======== EXCERPTED DATA

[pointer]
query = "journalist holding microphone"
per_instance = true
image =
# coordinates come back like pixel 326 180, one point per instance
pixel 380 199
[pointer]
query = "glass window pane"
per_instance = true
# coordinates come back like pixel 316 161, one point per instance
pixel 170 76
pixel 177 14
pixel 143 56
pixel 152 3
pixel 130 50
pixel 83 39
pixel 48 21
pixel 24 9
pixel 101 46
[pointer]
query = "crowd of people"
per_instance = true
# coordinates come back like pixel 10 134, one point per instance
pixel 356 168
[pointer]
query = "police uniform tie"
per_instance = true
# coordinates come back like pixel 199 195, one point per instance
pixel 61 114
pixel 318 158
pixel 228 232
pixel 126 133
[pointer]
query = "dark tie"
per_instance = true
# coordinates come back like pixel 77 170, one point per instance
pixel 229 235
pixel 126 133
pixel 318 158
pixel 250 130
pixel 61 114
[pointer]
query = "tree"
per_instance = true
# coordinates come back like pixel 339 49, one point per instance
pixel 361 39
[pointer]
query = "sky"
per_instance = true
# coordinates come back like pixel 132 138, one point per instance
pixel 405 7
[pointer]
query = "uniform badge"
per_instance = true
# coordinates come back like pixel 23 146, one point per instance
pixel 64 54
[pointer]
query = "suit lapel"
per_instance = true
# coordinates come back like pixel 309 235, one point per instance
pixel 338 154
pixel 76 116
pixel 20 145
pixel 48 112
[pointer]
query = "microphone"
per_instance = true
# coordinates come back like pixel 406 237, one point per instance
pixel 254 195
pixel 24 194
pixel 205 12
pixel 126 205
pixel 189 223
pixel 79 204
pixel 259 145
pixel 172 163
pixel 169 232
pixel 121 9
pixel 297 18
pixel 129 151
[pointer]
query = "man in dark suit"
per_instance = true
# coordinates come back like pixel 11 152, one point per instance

================

TASK TO CARRY OUT: Write out the records again, switching every "pointer" to "locator" and keeping everything else the same.

FINAL ANSWER:
[locator]
query = "journalist holding microphone"
per_instance = true
image =
# coordinates come back like pixel 326 180, one point per instance
pixel 380 199
[locator]
query = "glass window pane"
per_instance = true
# coordinates come back like pixel 316 161, one point per instance
pixel 170 76
pixel 177 14
pixel 143 56
pixel 152 3
pixel 130 50
pixel 83 39
pixel 48 21
pixel 24 9
pixel 101 46
[locator]
query = "crowd of people"
per_instance = true
# coordinates come back like pixel 10 134, one point per instance
pixel 356 168
[locator]
query = "police uniform tie"
per_instance = true
# coordinates come back like pixel 199 195, one point per instance
pixel 61 114
pixel 318 158
pixel 228 232
pixel 126 133
[locator]
query = "dark tie"
per_instance = true
# coordinates come back like pixel 77 170, one point per instance
pixel 229 235
pixel 126 133
pixel 318 158
pixel 250 130
pixel 61 114
[locator]
query = "tree"
per_instance = true
# coordinates come back like pixel 339 49, one point per instance
pixel 361 39
[locator]
query = "sky"
per_instance = true
# coordinates come back like pixel 132 138, one point per instance
pixel 405 7
[locator]
query = "uniform badge"
per_instance = true
# coordinates come back like pixel 23 146, one point per instance
pixel 64 54
[locator]
query = "suit lapel"
per_instance = true
# coordinates come back like pixel 309 235, one point per instance
pixel 338 154
pixel 76 116
pixel 20 145
pixel 48 112
[locator]
query = "microphone"
per_instance = true
# coordinates come back like pixel 406 237, one point per instance
pixel 254 195
pixel 24 194
pixel 205 12
pixel 126 205
pixel 189 223
pixel 79 204
pixel 259 145
pixel 172 163
pixel 169 232
pixel 121 9
pixel 297 18
pixel 129 151
[locator]
query = "man in dark suit"
per_instance = true
# coordinates come back like pixel 11 152, one point per instance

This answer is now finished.